TEXTAUSZUG:
--*--
Herr Hollstein, Danzigs Bürgermeister Pawel Adamowicz ist bei einer Benefizveranstaltung von einem Mann niedergestochen worden und an den Folgen seiner Verletzungen gestorben. Sie sind vor einem Jahr einem ähnlichen Attentat nur knapp entkommen. Was ging in Ihnen vor, als Sie die Nachricht gehört haben?
Bei mir hat diese Nachricht Demut ausgelöst. Mir hätte das auch passieren können. Ich hatte das Glück, dass ich zwei Menschen an meiner Seite hatte, die dazwischengegangen sind. Wenn sie nicht gewesen wären, wäre es mir vielleicht genau so ergangen.
 
Wen meinen Sie?

Vater und Sohn Demir, die beiden Betreiber des Dönerladens, in dem ich attackiert wurde. Sie haben mir geholfen und dem Täter das Messer weggenommen.

Was ist da genau passiert an dem Tag?
Ich wollte mir nach einer Ausschusssitzung einen Döner holen und hab mich mit Ahmed Demir, dem Inhaber, unterhalten. Plötzlich ging die Tür auf, ein Mann kam herein und fragte: „Sind Sie der Bürgermeister?“ Als ich fragte, was ich für ihn tun könne, zog er ein Fleischmesser aus seiner Umhängetasche, ging auf mich zu und schrie: „Ich stech Dich ab! Du holst 200 Ausländer in die Stadt und lässt mich verdursten.“

Wie haben Sie reagiert?
Meine Gedanken waren in diesem Moment bei meiner Frau und bei meiner Familie, ich hatte Todesangst. Der Mann hat mir das Messer an den Hals gesetzt. Es ist mir dann gelungen, seine Hand wegzudrücken. Schließlich hat er mich noch am Hals in Höhe der Halsschlagader verletzt. Dann kamen die Demirs und haben mir geholfen, ihm das Messer wegzunehmen.
--*--
AUSZÜGE AUS DATENSÄTZEN:
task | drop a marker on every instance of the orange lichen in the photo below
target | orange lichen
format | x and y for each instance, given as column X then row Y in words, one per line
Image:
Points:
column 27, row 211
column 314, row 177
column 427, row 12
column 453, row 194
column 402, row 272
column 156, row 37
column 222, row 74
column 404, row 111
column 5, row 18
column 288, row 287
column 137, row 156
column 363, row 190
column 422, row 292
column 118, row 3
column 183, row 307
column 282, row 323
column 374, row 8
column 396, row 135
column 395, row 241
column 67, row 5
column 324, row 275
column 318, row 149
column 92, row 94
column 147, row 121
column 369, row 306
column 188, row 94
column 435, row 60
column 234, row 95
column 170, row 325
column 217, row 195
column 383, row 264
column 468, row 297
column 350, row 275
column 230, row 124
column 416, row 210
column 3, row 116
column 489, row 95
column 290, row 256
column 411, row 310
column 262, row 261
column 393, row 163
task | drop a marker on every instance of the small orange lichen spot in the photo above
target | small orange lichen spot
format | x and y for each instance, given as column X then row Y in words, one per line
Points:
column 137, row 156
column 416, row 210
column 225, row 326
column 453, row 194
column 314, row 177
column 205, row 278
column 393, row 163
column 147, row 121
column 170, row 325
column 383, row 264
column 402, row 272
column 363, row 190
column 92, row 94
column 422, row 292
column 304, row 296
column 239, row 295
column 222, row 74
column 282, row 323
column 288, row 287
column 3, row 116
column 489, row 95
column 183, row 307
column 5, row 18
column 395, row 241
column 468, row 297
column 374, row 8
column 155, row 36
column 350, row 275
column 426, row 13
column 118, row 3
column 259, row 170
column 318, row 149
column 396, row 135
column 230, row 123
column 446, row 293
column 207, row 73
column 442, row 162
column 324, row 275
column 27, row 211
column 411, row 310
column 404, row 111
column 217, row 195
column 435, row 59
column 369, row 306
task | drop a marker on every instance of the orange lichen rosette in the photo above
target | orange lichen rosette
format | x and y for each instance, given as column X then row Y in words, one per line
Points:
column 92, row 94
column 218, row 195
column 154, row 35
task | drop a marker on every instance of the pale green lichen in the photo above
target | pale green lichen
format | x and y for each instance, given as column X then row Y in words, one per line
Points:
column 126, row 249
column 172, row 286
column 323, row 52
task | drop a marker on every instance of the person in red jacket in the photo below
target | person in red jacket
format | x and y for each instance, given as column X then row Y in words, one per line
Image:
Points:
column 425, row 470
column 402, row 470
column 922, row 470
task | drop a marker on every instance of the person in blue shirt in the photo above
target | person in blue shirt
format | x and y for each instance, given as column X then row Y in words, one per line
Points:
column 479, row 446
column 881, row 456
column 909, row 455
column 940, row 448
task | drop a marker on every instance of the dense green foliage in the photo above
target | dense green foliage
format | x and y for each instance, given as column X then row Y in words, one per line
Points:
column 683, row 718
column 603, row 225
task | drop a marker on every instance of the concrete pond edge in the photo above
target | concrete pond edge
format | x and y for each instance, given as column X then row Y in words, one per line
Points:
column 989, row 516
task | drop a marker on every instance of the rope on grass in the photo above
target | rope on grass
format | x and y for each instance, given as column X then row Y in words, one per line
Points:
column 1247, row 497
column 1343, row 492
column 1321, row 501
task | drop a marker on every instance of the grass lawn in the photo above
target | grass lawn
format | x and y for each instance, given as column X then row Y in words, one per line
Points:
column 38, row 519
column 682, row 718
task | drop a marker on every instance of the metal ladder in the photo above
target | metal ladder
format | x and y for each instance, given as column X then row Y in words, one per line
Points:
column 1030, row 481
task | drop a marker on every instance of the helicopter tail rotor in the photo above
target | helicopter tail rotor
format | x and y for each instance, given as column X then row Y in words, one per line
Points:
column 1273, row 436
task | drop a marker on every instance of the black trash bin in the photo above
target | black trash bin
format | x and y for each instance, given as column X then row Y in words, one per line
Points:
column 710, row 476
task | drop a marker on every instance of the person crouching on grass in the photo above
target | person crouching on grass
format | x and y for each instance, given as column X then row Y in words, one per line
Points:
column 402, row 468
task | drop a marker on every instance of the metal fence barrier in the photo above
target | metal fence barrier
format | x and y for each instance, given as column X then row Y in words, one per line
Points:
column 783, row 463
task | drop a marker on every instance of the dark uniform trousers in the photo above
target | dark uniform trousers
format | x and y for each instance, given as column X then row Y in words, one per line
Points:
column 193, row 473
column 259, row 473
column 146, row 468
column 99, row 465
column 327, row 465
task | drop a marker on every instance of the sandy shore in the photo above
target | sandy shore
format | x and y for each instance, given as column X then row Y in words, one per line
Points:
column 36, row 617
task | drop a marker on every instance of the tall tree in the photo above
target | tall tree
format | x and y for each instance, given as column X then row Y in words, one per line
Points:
--*--
ARBEITSAUFTRAG: Womit war der Angreifer laut dem Textauszug bewaffnet, und woher nahm er die Waffe? Die Zeilen sind eigenständiges Material und gehören nicht zum Textauszug.

ERGEBNIS: Mit einem Fleischmesser, das er aus seiner Umhängetasche zog.